> **EXCERPTED DATA**
*-*-*
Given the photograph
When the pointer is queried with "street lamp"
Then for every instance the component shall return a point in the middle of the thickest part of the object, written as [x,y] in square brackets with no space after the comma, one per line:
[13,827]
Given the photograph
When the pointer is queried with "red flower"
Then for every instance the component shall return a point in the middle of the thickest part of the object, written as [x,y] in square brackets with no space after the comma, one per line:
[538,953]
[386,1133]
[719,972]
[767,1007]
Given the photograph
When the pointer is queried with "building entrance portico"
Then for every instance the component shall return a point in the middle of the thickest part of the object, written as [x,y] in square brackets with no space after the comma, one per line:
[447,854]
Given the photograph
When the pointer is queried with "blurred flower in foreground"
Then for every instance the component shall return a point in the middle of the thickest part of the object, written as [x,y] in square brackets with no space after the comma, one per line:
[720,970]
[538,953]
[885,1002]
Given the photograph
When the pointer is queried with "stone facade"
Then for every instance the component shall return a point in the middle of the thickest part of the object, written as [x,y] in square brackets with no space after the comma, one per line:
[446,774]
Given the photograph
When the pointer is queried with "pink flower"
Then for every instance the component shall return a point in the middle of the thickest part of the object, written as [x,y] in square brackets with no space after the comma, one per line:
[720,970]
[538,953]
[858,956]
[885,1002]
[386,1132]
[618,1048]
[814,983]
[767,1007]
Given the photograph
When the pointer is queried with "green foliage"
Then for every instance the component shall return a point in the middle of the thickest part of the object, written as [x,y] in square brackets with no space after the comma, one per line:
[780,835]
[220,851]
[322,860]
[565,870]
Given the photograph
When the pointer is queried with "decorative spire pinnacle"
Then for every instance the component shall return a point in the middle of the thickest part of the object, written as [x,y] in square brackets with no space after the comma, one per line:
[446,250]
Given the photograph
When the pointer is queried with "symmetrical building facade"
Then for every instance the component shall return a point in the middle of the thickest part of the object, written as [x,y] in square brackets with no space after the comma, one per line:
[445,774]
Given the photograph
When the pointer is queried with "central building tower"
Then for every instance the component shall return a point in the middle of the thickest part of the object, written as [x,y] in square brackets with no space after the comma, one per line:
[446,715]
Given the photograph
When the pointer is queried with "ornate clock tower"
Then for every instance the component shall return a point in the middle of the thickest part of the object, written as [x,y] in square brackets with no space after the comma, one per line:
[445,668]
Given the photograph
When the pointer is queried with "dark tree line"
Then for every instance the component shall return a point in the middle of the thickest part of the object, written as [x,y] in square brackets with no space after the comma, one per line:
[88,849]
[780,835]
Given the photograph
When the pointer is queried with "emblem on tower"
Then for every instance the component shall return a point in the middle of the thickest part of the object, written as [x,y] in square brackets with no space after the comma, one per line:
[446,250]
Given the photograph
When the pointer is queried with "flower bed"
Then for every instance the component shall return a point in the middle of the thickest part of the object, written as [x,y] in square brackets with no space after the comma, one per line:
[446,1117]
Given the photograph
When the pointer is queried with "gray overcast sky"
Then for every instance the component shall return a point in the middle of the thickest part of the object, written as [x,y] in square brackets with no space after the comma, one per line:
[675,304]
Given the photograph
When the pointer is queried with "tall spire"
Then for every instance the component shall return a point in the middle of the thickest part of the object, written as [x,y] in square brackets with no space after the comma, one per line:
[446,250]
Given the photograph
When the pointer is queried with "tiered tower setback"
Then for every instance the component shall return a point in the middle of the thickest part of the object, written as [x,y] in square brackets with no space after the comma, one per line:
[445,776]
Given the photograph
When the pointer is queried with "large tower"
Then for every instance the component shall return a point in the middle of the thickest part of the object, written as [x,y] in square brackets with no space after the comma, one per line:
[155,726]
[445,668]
*-*-*
> **SET PROBLEM**
Repeat all entries. Match them exactly.

> **EXERCISE OUTPUT**
Given the photograph
When the pointer is queried with "street lamp"
Then for every instance the component shall return a point in the middle of the thickest part of the object, written as [x,y] in square brackets with no space after the comma, one per line:
[13,827]
Given the photograph
When the pointer is queried with "red flower"
Then for every instance the component shall return a point in the middle of the thickest part of the object, written as [x,y] in square brackets with no space after the comma, one per line:
[538,953]
[386,1133]
[719,972]
[767,1007]
Given the photograph
When the pointer is queried with "building entrance portico"
Then for every instance the component shall return a point in the middle of the thickest part of the object, written as [x,y] in square brackets with no space after the comma, one per line:
[447,854]
Given the photograph
When the pointer is queried with "blurred flower in foreground"
Then for every instance the component shall return a point in the middle of the thickest part of the object, written as [x,y] in square brackets with no space after the comma, one per line:
[720,970]
[538,953]
[885,1002]
Given the photograph
When the pointer is queried with "stone facade"
Then for every instance the component shall return a point in the middle of the thickest part of the object, written as [x,y] in square brackets with no space after the comma, one per line:
[446,774]
Given the photograph
When the pointer is queried with "pink flower"
Then for every instance the component shall return a point in the middle of the thickest part of the object, written as [x,y] in square brackets with no space after the comma, one per line:
[720,970]
[538,953]
[858,956]
[885,1002]
[386,1132]
[618,1048]
[814,983]
[767,1007]
Given the photograph
When the pointer is queried with "green foliage"
Then for every instance the component shall return a point in the middle of the thickest part of the object, written as [x,y] in square brackets with no space after the comma, one per line:
[780,835]
[220,851]
[322,860]
[565,870]
Given the photograph
When the pointer is queried with "decorative spire pinnacle"
Then for every instance the component shall return a point in the middle of the thickest part of the object, written as [x,y] in square brackets with no space after the comma, one per line:
[446,250]
Given the photograph
When the pointer is queried with "symmetrical building facade"
Then for every instance the component shall return a point in the middle of the thickest part of the object, written as [x,y] in square brackets with no space after the comma, one per line:
[445,774]
Given the photograph
When the pointer is queried with "central building tower"
Then for every instance the component shall return a point in the middle of the thickest part of the object, written as [x,y] in square brackets with no space after the comma, one per line:
[446,715]
Given the photograph
When the pointer is queried with "ornate clock tower"
Then for every instance the component shall return a point in the middle of the thickest part of the object, written as [x,y] in square brackets with no space after the comma, one per line:
[445,668]
Given the photograph
When the pointer is queried with "dark tree line"
Then for every instance the component shall return a point in the middle of the thickest part of the object, written as [x,y] in square brackets with no space after the comma, one per line:
[88,849]
[780,835]
Given the photograph
When the pointer is queried with "emblem on tower"
Then for every instance the component shall return a point in the middle of the thickest part of the object, written as [x,y] in square brackets with no space after the comma, one per line:
[446,250]
Given the photograph
When the pointer is queried with "flower bed"
Then for every instance the component shall return a point in the middle of the thickest part of the object, written as [x,y] in square brackets with no space after the comma, one per line:
[446,1117]
Given the photograph
When the pointer is queried with "gray overcast sky"
Then for every instance the component shall return a point in the middle of the thickest part of the object, written as [x,y] in square brackets with no space after the comma, one per line:
[675,304]
Given the photograph
When the pointer is queried with "tall spire"
Then for every instance the component shall return a point in the middle of the thickest part of the object, written as [x,y] in square brackets with no space after the comma, one per line:
[446,250]
Given the photograph
When the pointer is queried with "tiered tower setback"
Then for every instance the component shall return a point in the middle of the thickest part of the object, written as [x,y] in square brackets with no space after the comma, one per line:
[445,776]
Given the photograph
When the pointer is queried with "large tower"
Then for every instance the component shall return a point in the middle of the thickest part of the object, written as [x,y] in square brackets with no space after the comma, one per line:
[155,726]
[445,668]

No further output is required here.